Short exercise 1:
Check statements (a), (b) and (c) against the forum thread on hosting pictures. Answer yes or no to each and quote the words of the thread that settle it.
(a) Bigger images have to be uploaded to another hosting site and then linked back to HobbyTalk.
(b) Updating the pictures in an older post of a long thread should have priority over updating those in a sticky.
(c) The finished PDFs are put on Google Drive and linked to there.

Page extract:

■ ■ ■ ■

If you want bigger images you will need to upload them to another hosting site (like you did for PB) and then link them back to HobbyTalk.

Thanks for keeping us updated on your plans. :cheers2:


----------



## Rich Dumas (Sep 3, 2008)

It is more likely that newer readers will see pictures that are included in a sticky rather than in an older post that is part of a long thread. Updating the pictures in a sticky should therefore have priority. I can't think of any easy way to replace the pictures in a post, you have to find the right pictures, upload those to a new provider, determine the URLs and replace the old ones with the new ones. That would be a slow and rather painful process. If you are doing a how-to article with a lot of pictures it is easier to compose that in Word using the actual pictures and not links. The finished Word document can be saved as a PDF. I put PDFs on Google Drive and link to them there. If people can't use Google Drive I can e-mail them a copy of the PDF.

■ ■ ■ ■

Stored records:
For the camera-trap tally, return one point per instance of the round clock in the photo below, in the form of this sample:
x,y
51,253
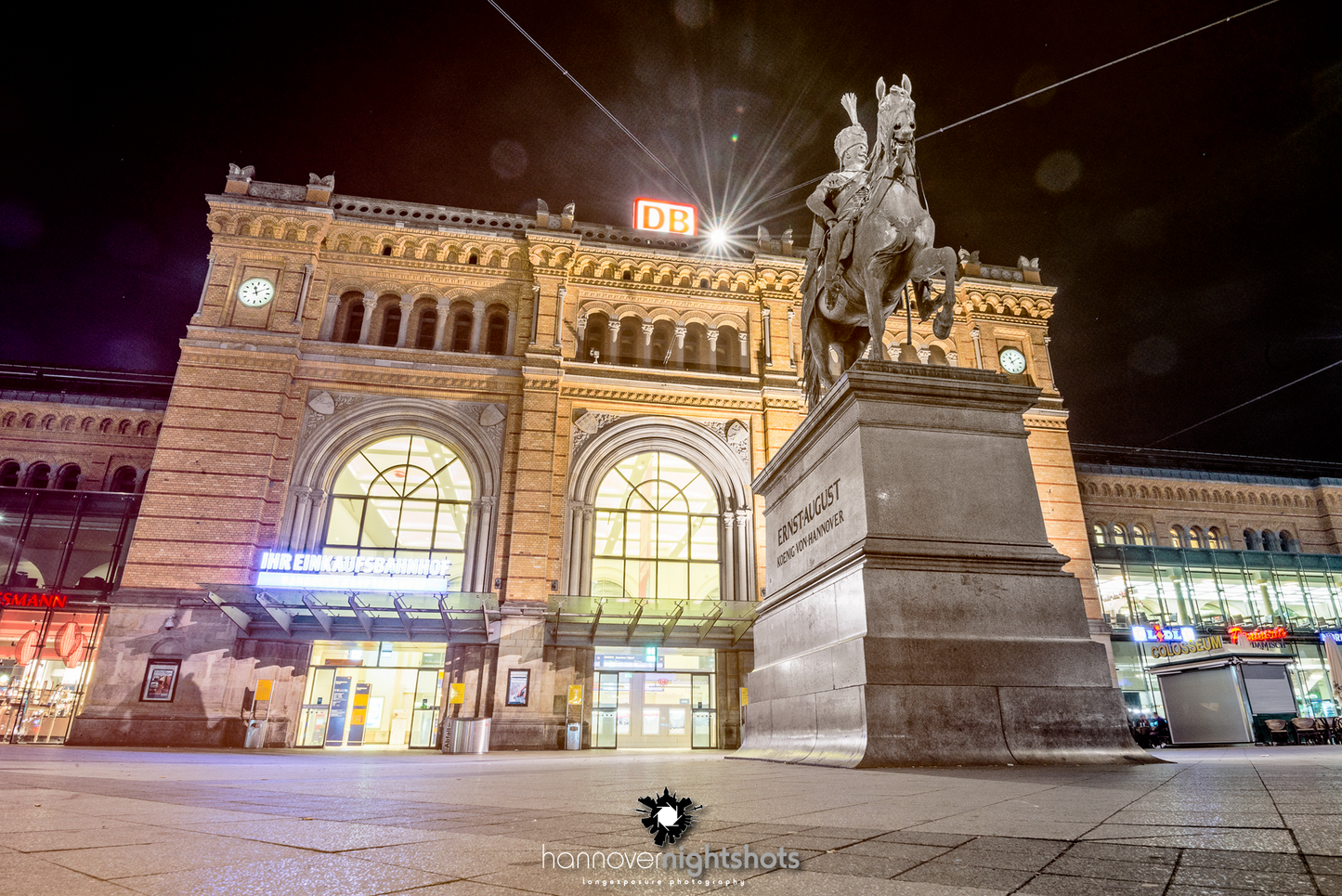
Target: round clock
x,y
1012,361
255,292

■ ■ ■ ■

Short exercise 2:
Arrange every line of the stored records above as a Markdown table with the columns Row and Line, numbering the rows and skipping blank lines. Leave the pictures out.

Complete answer 1:
(a) Yes: "If you want bigger images you will need to upload them to another hosting site (like you did for PB) and then link them back to HobbyTalk."
(b) No: "Updating the pictures in a sticky should therefore have priority."
(c) Yes: "I put PDFs on Google Drive and link to them there."

Complete answer 2:
| Row | Line |
|---|---|
| 1 | For the camera-trap tally, return one point per instance of the round clock in the photo below, in the form of this sample: |
| 2 | x,y |
| 3 | 51,253 |
| 4 | Target: round clock |
| 5 | x,y |
| 6 | 1012,361 |
| 7 | 255,292 |